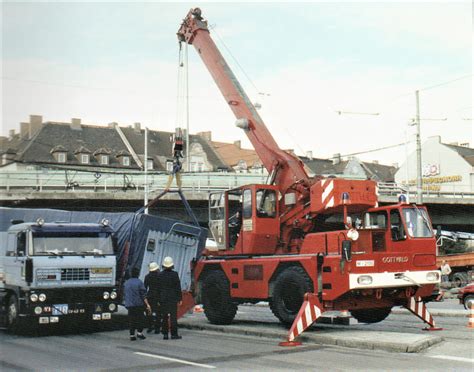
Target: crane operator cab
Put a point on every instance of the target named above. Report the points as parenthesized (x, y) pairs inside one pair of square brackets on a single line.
[(245, 220)]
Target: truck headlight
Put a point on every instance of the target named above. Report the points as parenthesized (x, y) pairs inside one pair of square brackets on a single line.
[(364, 279), (432, 276)]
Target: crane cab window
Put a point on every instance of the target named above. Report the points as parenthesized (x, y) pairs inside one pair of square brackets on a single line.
[(375, 220), (247, 204), (397, 231), (266, 203)]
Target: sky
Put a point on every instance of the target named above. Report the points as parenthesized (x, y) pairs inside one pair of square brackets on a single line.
[(331, 77)]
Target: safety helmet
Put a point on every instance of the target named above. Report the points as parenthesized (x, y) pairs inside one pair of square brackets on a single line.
[(168, 262)]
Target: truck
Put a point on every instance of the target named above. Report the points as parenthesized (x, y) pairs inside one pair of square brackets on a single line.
[(305, 244), (62, 266), (50, 272), (457, 249)]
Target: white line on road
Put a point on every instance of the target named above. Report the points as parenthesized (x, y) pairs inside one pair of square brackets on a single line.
[(175, 360), (448, 357)]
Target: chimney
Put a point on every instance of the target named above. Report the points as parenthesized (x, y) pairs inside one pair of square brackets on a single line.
[(206, 135), (25, 130), (76, 124)]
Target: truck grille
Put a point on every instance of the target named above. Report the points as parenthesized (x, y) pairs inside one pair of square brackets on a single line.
[(75, 274)]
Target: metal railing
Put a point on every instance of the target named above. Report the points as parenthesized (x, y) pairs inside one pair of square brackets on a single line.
[(48, 180)]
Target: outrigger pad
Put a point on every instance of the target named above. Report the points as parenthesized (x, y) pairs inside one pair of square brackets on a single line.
[(309, 312)]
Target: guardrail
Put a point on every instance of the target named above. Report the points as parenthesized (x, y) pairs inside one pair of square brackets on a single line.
[(47, 180)]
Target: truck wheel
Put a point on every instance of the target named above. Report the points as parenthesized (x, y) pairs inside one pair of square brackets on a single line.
[(371, 315), (460, 280), (288, 293), (13, 320), (468, 302), (218, 305)]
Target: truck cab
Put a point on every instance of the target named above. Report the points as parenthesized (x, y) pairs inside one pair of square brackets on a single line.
[(52, 272)]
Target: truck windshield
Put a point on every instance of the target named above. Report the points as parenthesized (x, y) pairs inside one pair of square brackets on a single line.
[(417, 223), (54, 243)]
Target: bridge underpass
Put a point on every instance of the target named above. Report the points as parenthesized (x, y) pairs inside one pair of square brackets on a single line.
[(455, 214)]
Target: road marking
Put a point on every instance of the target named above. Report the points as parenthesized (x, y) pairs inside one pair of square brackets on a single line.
[(458, 359), (175, 360)]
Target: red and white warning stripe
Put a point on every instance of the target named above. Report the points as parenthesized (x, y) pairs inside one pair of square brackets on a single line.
[(327, 197), (309, 312), (418, 307)]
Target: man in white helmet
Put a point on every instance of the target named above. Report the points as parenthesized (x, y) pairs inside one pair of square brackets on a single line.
[(169, 295), (151, 285)]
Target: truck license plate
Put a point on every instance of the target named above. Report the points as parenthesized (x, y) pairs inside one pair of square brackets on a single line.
[(60, 309)]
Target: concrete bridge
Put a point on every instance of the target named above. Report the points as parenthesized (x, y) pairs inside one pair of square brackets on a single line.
[(76, 190)]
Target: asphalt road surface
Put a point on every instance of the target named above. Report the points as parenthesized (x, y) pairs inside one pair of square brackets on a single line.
[(203, 350)]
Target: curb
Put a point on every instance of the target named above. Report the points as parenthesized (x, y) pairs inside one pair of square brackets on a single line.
[(320, 334)]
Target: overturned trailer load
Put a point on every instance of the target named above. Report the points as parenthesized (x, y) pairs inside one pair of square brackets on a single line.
[(139, 239)]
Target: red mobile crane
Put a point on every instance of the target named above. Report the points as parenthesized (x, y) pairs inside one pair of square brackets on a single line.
[(307, 245)]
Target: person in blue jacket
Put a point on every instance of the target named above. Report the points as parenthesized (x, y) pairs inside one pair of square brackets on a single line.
[(135, 302)]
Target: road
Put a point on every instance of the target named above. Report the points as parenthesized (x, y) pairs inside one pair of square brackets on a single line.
[(202, 350)]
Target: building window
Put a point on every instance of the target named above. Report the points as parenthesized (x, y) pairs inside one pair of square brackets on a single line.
[(84, 158), (104, 159), (61, 157)]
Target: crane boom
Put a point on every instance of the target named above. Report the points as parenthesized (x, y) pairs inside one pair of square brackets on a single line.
[(287, 169)]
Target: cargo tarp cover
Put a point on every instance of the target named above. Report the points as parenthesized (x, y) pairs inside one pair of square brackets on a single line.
[(128, 226)]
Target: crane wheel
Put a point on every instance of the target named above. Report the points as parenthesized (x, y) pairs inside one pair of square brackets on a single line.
[(371, 315), (218, 305), (288, 293)]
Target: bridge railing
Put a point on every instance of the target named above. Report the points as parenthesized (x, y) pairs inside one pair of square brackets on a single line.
[(47, 180), (65, 180)]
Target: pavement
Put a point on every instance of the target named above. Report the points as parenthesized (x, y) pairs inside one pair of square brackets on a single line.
[(321, 334)]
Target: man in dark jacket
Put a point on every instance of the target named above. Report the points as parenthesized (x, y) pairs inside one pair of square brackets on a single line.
[(135, 301), (169, 294), (151, 285)]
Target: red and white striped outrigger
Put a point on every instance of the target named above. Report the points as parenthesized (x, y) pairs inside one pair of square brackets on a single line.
[(312, 310)]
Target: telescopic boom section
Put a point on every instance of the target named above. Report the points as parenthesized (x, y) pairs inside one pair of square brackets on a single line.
[(288, 170)]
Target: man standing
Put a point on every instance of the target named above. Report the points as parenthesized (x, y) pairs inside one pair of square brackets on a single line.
[(135, 301), (169, 294), (151, 285)]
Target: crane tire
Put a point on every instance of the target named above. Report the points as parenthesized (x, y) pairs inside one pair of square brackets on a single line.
[(371, 315), (217, 302), (289, 289)]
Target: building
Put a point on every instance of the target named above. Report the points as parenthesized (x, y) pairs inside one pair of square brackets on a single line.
[(446, 168), (79, 146)]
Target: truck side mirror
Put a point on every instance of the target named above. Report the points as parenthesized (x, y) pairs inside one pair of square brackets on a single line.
[(347, 250), (29, 270), (150, 247)]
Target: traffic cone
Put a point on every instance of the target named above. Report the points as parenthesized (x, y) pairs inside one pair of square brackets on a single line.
[(470, 323)]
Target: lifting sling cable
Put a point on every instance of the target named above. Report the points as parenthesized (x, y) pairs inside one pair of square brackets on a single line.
[(177, 138)]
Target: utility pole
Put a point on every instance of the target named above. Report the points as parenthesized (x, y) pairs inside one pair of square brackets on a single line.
[(419, 175), (145, 169), (188, 165)]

==*==

## WHAT THE EXERCISE ASKS
Change every "Report" to "List" in everything from the line containing "Target: asphalt road surface" down to the line containing "[(202, 350)]", and give those lines again with nothing else altered.

## ANSWER
Target: asphalt road surface
Put a point on every instance of the target named above. List the points as parenthesized (x, y) pairs inside one pair of square brackets on a single line.
[(203, 350)]
Target: curb
Put a point on every instance of the target named above. List the points as parenthesized (x, y) pairs inside one pair of square brackets on a single line.
[(320, 334)]
Target: overturned trailer load
Put a point on every instance of the target named above. List the points as parenthesized (x, y) pairs inside one pair of square brackets on a single line.
[(139, 239)]
Target: red mobile crane
Put a point on every instance of the target named above. List the points as parenthesized (x, y) pairs inside one pair of square brackets on a single line.
[(307, 245)]
Target: person in blue jacket
Put a point on every instance of the target named above. List the points as parenthesized (x, y) pairs inside one pair of square brackets on a single line.
[(135, 302)]
Target: road
Put a point on every instance of the target named above. List the points as parenthesized (x, y) pairs inside one pair of square brackets on a single line.
[(202, 350)]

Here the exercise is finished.